# WHAT IS NEEDED
Reproduce the lines below verbatim. Begin at the line that contains "Target: man's forehead", stop after the line that contains "column 1187, row 517", and include both of those lines.

* begin *

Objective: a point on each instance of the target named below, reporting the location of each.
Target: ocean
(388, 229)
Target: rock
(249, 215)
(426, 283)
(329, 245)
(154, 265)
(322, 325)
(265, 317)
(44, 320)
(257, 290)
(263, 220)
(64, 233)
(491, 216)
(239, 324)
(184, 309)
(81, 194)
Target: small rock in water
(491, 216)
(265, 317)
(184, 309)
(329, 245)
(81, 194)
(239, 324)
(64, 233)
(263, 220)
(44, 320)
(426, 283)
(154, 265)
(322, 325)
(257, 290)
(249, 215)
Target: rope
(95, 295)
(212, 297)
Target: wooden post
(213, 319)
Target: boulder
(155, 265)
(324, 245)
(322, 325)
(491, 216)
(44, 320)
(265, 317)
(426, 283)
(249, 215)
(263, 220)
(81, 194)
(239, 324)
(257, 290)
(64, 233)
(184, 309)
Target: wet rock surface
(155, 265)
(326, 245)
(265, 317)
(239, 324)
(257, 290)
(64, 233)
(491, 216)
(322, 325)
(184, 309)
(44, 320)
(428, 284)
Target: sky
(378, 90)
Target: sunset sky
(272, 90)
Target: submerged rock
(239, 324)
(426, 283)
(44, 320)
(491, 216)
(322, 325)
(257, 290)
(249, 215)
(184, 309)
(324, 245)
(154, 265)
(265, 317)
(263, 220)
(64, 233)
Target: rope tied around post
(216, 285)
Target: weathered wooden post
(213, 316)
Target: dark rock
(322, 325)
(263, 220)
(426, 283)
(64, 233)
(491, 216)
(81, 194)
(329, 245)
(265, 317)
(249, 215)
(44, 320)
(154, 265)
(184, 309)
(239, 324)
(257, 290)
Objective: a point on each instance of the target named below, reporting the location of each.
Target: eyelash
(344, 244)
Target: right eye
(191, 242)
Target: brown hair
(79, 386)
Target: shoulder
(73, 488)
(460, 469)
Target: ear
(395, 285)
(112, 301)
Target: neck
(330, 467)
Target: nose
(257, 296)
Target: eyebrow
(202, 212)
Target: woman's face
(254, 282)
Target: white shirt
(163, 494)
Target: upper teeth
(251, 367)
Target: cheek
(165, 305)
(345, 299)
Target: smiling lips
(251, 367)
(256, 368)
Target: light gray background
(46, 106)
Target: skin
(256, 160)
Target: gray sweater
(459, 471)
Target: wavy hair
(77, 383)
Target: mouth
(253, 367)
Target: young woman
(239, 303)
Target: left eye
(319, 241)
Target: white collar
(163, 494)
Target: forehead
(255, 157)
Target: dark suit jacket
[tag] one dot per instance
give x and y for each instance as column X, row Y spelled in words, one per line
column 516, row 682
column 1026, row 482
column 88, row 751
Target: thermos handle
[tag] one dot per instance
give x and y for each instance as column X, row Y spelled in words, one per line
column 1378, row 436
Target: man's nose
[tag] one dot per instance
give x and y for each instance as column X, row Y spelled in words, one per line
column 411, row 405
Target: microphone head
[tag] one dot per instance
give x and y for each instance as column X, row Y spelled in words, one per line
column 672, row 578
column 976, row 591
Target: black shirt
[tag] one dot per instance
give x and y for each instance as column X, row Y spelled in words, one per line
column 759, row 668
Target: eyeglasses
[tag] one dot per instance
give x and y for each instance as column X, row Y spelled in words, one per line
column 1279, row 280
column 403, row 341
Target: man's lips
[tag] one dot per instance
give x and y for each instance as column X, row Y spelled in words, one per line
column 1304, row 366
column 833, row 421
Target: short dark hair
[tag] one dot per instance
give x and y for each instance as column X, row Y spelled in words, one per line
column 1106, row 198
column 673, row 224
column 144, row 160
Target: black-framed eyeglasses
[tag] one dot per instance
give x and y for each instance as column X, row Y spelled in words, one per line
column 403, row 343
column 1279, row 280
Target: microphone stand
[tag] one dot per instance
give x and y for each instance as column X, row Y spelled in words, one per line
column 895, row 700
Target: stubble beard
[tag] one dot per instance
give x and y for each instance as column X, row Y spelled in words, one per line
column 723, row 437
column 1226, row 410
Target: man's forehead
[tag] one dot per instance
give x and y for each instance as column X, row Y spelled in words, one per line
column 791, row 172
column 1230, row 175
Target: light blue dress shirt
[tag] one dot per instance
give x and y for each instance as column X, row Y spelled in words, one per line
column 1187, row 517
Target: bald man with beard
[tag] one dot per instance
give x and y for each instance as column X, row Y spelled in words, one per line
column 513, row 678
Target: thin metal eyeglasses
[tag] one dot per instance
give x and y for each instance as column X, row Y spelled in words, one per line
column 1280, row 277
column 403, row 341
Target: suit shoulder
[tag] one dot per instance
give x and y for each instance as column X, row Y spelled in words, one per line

* end *

# SOLUTION
Target: man's forehead
[tag] one dot per instance
give x and y for each instance as column X, row Y spelled in words, one per line
column 791, row 172
column 1230, row 175
Target: light blue dress shirt
[tag] one dot per instance
give x and y for each instance as column X, row Y spelled in words, one per line
column 1187, row 517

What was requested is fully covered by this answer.